> **REQUIRED ACTIONS**:
**a.** Please retype part of the text on IT downtime exactly, starting at the words "The New Customer" and stopping after "contact centre technologies.".
**b.** Continue the text on IT downtime from its last sentence.

> **DOCUMENT TEXT**:

■ ■ ■

Surprises can be fantastic and energizing, but for IT professionals not so. Hidden downtime and blind spots raise anxieties in network teams. However, in the increasingly complex arena of information and communications technologies, careful change management protects business. Systems monitoring is comprehensive.
As businesses grow and evolve, so does their infrastructure. In general, this makes it difficult to maintain total visibility of key systems. Blind spots emerge. In effect, these are sources of downtime which cost money and turn staff attention away from productive activity to firefighting.
Cost of Downtime
According to Gartner, the average cost of IT systems downtime is impacting business at a rate close to $5,600 per minute. In essence, revenue streams slow to a stop while employee effort and expense fight the burning fire, and the reputational risk increases with each passing minute.
The New Customer Experience
Businesses depend heavily on telecommunications to engage with their customers. In fact, research from Statista shows that the preference for shopping online versus in-store decreases with increased age:
- 67% of millennials prefer to shop online
- 56% of gen-Xers prefer to shop online
- 41% of baby boomers prefer online shopping
- only 28% of seniors prefer online shopping
The B2C trend reflects also in B2B markets and many businesses are simply not investing in brick-and-mortar premises. Rather, they are engaging with their customers online, and via telephone and contact centre technologies.
While email, web-chat, and others are important communication channels, the humble telephone conversation remains the “number 1” choice. This is particularly true where the business transaction value is high or the customer service request is complex.

■ ■ ■

[Stored entries]
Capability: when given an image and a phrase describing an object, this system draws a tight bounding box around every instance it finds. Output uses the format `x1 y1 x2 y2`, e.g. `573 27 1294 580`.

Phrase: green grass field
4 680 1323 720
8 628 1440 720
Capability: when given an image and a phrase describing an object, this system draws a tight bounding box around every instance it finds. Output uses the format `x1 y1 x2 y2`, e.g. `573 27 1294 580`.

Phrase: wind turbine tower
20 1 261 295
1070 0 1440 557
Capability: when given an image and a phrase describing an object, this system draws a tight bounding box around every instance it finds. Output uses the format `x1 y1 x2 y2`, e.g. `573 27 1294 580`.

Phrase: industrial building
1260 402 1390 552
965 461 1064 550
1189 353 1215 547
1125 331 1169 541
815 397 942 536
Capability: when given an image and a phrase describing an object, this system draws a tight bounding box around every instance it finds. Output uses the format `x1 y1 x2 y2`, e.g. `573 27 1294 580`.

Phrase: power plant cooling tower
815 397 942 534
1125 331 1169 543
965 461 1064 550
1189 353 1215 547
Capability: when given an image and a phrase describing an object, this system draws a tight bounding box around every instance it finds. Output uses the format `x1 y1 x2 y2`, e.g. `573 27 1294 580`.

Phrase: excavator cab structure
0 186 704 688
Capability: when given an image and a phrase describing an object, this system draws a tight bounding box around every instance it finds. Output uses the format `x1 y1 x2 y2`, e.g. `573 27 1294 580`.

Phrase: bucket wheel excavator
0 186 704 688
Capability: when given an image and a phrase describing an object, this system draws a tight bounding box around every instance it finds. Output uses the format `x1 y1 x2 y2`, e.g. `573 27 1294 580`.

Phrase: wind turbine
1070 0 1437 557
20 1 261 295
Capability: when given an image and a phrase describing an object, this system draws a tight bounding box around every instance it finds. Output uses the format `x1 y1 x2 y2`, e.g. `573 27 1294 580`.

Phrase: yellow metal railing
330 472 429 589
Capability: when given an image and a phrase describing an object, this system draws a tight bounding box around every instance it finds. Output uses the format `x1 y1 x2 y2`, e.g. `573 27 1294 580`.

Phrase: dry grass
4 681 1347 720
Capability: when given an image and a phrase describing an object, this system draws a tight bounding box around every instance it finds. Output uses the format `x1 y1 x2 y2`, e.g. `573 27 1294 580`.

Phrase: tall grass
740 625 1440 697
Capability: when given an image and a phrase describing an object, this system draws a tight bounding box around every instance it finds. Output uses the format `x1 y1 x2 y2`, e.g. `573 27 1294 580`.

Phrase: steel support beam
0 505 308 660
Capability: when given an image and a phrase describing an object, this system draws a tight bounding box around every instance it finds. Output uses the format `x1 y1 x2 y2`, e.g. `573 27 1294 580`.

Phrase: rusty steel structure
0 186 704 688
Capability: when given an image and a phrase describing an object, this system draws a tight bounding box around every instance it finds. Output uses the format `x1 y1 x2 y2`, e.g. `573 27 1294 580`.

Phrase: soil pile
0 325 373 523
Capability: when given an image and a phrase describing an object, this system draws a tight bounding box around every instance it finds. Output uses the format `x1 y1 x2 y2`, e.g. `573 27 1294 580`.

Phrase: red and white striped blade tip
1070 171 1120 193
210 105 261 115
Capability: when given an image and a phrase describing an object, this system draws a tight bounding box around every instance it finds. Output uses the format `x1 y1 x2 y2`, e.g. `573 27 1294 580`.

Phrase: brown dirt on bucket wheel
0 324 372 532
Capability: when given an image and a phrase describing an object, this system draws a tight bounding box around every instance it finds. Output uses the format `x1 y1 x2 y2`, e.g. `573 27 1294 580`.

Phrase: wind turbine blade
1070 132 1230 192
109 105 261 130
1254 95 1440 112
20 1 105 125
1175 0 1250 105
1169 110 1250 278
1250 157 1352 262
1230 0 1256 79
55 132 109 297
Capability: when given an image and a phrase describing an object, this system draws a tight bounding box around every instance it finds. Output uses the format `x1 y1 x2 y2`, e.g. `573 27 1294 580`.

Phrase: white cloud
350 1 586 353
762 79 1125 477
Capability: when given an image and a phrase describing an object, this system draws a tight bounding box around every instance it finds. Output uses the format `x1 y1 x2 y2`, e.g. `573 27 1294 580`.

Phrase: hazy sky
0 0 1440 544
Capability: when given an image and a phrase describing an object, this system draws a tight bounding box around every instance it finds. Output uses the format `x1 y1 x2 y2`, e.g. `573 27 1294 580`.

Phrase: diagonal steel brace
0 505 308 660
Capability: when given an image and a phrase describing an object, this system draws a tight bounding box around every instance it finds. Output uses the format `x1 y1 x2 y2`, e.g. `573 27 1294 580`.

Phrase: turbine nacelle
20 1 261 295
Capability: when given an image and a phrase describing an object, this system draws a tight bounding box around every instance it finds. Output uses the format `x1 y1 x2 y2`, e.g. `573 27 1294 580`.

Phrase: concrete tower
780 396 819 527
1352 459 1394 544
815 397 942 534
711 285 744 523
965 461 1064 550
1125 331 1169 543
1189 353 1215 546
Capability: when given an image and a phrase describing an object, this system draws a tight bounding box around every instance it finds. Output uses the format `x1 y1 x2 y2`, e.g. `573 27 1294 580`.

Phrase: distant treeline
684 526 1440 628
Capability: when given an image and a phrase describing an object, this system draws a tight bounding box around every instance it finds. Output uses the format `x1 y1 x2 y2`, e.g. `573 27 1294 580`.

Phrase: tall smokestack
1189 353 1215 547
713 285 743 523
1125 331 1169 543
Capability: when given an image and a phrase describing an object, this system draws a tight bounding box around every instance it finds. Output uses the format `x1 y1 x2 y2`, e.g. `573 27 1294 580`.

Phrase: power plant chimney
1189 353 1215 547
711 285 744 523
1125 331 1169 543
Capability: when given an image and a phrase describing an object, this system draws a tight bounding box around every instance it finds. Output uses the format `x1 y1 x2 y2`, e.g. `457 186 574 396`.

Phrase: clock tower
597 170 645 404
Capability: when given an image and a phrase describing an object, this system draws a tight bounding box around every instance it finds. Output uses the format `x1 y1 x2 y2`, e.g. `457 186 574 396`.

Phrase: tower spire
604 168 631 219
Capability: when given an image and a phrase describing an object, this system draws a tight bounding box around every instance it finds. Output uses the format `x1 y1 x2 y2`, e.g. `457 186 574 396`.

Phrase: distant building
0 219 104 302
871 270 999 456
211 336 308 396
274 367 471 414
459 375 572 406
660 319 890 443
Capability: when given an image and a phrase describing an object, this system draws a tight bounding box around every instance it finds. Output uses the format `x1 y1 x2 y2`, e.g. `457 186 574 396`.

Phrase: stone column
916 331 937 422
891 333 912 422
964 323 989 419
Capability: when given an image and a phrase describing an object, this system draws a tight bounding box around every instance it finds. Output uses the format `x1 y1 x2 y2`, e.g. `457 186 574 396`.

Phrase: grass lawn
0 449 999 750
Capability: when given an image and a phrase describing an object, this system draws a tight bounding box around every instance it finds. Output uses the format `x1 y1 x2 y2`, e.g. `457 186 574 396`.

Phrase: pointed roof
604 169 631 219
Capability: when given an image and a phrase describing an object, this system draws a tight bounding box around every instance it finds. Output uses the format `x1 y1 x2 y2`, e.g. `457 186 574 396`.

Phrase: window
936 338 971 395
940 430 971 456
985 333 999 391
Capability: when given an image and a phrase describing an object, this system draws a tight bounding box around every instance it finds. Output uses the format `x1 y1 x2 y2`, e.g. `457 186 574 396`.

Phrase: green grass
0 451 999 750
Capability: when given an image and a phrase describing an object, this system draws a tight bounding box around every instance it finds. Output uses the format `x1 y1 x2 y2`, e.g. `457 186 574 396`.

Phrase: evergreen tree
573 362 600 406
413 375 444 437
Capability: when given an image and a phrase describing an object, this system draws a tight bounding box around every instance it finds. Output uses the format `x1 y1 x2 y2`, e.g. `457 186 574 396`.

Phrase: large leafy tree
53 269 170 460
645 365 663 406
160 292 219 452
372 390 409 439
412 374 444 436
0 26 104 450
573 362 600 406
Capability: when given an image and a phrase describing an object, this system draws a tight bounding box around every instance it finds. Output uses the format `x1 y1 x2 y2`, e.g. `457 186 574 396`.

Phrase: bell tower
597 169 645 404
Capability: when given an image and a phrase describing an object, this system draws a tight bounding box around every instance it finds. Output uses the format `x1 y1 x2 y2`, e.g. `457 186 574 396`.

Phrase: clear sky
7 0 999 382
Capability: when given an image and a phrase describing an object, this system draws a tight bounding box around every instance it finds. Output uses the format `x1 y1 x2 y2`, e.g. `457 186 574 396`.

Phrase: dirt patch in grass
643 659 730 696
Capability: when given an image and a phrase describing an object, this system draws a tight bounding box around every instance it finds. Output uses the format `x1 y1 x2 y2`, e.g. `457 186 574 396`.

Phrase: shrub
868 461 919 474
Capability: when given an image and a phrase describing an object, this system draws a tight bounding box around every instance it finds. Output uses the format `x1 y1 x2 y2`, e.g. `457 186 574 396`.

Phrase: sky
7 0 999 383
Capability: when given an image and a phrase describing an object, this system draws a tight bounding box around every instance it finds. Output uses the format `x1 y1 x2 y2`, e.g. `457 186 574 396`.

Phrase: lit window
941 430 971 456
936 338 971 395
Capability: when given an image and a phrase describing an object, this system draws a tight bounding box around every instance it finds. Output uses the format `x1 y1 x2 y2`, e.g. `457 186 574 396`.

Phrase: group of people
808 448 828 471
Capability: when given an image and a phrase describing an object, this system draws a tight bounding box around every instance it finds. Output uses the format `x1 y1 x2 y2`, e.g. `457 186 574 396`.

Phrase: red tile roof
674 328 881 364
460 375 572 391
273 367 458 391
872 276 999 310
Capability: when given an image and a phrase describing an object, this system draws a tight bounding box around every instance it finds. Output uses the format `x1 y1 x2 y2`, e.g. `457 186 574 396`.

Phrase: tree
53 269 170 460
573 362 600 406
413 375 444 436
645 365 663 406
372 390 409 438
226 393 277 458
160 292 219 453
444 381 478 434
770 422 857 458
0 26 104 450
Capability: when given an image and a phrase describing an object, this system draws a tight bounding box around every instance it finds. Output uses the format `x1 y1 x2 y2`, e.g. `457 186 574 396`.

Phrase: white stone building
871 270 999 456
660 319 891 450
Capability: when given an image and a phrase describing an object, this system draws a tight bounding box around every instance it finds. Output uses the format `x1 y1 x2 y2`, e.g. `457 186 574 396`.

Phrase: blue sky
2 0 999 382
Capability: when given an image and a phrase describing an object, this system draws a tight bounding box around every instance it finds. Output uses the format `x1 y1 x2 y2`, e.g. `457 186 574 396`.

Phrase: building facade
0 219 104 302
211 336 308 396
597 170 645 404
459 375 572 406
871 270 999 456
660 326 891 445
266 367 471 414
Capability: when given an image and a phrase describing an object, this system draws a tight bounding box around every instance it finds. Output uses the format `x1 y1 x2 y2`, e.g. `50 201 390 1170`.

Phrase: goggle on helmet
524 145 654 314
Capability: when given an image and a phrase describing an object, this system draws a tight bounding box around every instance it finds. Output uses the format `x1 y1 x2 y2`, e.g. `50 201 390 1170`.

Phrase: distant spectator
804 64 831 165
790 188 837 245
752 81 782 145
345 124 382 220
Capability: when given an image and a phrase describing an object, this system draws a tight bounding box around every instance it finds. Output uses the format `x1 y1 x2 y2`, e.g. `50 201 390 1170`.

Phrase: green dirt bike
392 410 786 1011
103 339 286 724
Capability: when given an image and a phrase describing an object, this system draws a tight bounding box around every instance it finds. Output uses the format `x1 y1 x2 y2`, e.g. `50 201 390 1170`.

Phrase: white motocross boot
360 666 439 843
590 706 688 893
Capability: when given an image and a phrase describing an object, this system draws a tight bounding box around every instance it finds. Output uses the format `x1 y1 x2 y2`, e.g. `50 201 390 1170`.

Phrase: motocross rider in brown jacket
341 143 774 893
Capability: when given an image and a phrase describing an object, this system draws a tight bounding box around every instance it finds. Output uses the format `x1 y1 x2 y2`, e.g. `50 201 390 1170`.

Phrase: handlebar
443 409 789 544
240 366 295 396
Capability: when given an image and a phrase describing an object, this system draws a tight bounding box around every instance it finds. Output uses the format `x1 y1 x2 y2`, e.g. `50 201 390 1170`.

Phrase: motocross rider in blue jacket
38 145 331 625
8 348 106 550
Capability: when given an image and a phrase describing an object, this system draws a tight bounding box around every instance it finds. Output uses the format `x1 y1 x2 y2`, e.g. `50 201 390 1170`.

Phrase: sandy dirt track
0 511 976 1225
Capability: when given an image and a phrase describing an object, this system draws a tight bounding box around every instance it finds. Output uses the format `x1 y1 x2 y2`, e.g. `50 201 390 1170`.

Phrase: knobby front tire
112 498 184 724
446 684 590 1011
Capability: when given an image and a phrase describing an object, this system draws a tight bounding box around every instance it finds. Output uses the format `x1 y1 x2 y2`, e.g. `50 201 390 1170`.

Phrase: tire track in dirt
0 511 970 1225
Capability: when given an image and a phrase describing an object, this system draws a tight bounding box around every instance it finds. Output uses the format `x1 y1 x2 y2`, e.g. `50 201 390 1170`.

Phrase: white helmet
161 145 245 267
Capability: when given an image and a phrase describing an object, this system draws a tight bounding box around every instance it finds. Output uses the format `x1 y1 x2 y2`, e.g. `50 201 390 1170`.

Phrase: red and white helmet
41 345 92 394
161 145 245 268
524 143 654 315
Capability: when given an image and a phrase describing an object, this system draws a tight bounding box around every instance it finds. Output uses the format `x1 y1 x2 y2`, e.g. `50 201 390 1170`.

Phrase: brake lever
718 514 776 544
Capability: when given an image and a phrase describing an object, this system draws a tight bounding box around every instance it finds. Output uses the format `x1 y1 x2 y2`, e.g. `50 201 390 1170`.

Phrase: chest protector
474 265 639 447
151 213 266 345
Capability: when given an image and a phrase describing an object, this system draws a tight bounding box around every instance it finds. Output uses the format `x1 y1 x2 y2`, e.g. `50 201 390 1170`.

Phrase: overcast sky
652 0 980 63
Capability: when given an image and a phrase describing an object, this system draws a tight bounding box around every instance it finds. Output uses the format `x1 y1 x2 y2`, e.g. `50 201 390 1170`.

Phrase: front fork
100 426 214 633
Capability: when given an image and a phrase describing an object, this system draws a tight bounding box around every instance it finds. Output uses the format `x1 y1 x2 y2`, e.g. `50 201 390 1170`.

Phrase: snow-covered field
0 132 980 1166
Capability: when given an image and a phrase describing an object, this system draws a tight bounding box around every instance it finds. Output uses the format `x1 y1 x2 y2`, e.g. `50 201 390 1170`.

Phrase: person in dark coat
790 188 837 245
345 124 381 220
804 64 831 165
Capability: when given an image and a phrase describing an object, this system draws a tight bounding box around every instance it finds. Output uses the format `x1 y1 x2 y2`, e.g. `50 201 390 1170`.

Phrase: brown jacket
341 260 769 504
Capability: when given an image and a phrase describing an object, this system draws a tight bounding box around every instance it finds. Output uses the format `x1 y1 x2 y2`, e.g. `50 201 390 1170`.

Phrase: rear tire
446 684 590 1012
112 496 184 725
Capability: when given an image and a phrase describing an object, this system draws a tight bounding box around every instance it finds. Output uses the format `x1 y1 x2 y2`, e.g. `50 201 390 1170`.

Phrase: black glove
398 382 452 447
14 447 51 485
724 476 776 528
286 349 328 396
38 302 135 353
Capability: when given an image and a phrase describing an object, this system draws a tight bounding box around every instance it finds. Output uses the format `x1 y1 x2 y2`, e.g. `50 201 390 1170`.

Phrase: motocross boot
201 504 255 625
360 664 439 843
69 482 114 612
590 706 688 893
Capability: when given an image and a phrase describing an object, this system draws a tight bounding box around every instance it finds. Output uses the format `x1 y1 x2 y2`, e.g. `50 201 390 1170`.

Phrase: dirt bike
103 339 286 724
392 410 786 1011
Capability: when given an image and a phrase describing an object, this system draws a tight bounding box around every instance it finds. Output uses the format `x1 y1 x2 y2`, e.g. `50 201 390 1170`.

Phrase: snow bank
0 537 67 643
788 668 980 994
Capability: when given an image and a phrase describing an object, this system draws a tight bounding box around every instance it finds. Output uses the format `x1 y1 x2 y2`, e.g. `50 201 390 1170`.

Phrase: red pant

■ ■ ■

> **SOLVED PROBLEMS**:
**a.**
The New Customer Experience
Businesses depend heavily on telecommunications to engage with their customers. In fact, research from Statista shows that the preference for shopping online versus in-store decreases with increased age:
- 67% of millennials prefer to shop online
- 56% of gen-Xers prefer to shop online
- 41% of baby boomers prefer online shopping
- only 28% of seniors prefer online shopping
The B2C trend reflects also in B2B markets and many businesses are simply not investing in brick-and-mortar premises. Rather, they are engaging with their customers online, and via telephone and contact centre technologies.

**b.**
It is simply more satisfying and comfortable for the customer to engage in conversation with a person.
Blind Spots in the Global Telecoms Network
Blind spots can lead to surprises or worse to a complete lack of awareness. With centralized contact centres servicing global markets, a simple phone call is far from simple.
For a customer to talk to an agent, a connection is established which transits the customer’s own network, the business’s network, and more.
Basically, the “more” comes into play as carriers and network providers leverage intermediary relationships (other networks) at peak times, or for specific routes. The end result is a phone connection involving multiple international interconnects. Call go through multiple regulatory jurisdictions, and things can, and do, go wrong.
Critically, if a customer connection fails before reaching the business network, the business is totally unaware and blind to the issue.
Additionally, if a customer does successfully connect, the long-distance network routing often experiences issues of latency, post-dial delay, and poor audio quality. These do not allow for a productive business conversation.
Customer satisfaction ratings are hurt when customers cannot make a call. The potential to foresee an outage and prevent it from happening is attractive. Using a platform, telecoms teams and customer experience teams can proactively monitor services. They can identify interruption signs before customer impact.
According to Insider Intelligence, US ecommerce sales will exceed $1 trillion for the first time in 2022. Prior to the pandemic, forecasting put this milestone in 2024. Worldwide ecommerce sales will likely reach $6 trillion by 2024.